▶ _Listed records_
────────────────────────────────────────
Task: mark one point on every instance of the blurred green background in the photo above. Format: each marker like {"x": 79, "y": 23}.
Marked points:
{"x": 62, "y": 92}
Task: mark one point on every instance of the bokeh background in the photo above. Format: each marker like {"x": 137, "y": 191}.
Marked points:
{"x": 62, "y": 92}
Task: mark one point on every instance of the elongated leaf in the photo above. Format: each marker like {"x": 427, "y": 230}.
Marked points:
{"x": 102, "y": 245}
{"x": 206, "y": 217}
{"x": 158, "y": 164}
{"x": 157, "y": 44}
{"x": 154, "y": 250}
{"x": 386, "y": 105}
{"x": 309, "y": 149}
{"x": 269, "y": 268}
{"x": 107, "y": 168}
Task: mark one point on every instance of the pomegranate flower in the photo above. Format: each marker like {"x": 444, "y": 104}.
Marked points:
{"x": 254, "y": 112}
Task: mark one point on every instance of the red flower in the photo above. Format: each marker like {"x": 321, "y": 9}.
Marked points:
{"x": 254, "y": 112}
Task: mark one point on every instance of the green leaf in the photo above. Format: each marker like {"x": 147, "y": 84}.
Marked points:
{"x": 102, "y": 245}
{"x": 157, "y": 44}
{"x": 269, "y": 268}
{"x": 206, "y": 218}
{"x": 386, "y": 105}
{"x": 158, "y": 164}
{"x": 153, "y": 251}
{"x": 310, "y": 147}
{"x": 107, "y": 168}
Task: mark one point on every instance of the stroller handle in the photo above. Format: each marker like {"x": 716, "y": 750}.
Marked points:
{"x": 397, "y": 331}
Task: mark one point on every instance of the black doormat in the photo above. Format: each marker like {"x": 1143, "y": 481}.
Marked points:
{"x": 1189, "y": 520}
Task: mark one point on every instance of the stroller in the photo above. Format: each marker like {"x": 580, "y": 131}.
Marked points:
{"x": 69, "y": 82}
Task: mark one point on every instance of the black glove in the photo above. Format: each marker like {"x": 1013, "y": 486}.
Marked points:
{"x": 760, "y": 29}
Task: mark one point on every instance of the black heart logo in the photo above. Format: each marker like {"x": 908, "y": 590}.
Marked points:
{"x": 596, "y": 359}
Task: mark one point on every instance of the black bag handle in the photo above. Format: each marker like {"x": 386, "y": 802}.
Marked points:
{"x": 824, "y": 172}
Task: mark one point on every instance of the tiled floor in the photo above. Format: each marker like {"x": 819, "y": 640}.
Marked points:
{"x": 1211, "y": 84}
────────────────────────────────────────
Copy the whole listing above word for word, leaving nothing out.

▶ _Reply to the exercise_
Task: mark one point on every instance of the blurred green background in the photo above. Format: each marker like {"x": 79, "y": 23}.
Marked points:
{"x": 62, "y": 92}
Task: mark one point on every instance of the bokeh background in the photo above. Format: each marker like {"x": 137, "y": 191}.
Marked points:
{"x": 62, "y": 92}
Task: mark one point on every instance of the elongated leaf in the photo above. Format: each marker like {"x": 427, "y": 230}.
Marked points:
{"x": 102, "y": 245}
{"x": 206, "y": 217}
{"x": 158, "y": 164}
{"x": 157, "y": 44}
{"x": 154, "y": 250}
{"x": 386, "y": 105}
{"x": 309, "y": 149}
{"x": 269, "y": 268}
{"x": 107, "y": 168}
Task: mark one point on every instance of the pomegranate flower in the photo above. Format: each marker like {"x": 444, "y": 104}.
Marked points:
{"x": 254, "y": 112}
Task: mark one point on every instance of the red flower in the photo above. Format: each marker like {"x": 321, "y": 9}.
Marked points:
{"x": 254, "y": 112}
Task: mark one point on every instance of the green leaf in the photo above. Format: each marker like {"x": 147, "y": 84}.
Marked points:
{"x": 102, "y": 245}
{"x": 157, "y": 44}
{"x": 269, "y": 268}
{"x": 206, "y": 218}
{"x": 386, "y": 105}
{"x": 158, "y": 164}
{"x": 153, "y": 251}
{"x": 310, "y": 147}
{"x": 107, "y": 168}
Task: mark one point on every instance of the stroller handle in the photo above. Format: each marker like {"x": 716, "y": 750}.
Marked points:
{"x": 397, "y": 331}
Task: mark one point on every instance of the black doormat in the photo above. Format: each marker like {"x": 1143, "y": 481}.
Marked points:
{"x": 1189, "y": 520}
Task: mark one point on every instance of the stroller in the photo above. Format: each marker like {"x": 580, "y": 131}.
Marked points:
{"x": 69, "y": 82}
Task: mark one point on every instance of the black glove in the photo above. Format: each marker like {"x": 1013, "y": 486}.
Marked points:
{"x": 760, "y": 29}
Task: mark one point on every instance of the black heart logo in the photo above. Format: each marker like {"x": 908, "y": 590}.
Marked points:
{"x": 596, "y": 359}
Task: mark one point on every instance of the black bag handle in the photo above. Format: each marker like {"x": 386, "y": 802}.
Marked points:
{"x": 824, "y": 172}
Task: mark one point on every instance of the tiled floor in the photo above. Format: each marker like {"x": 819, "y": 640}.
Marked points:
{"x": 1211, "y": 84}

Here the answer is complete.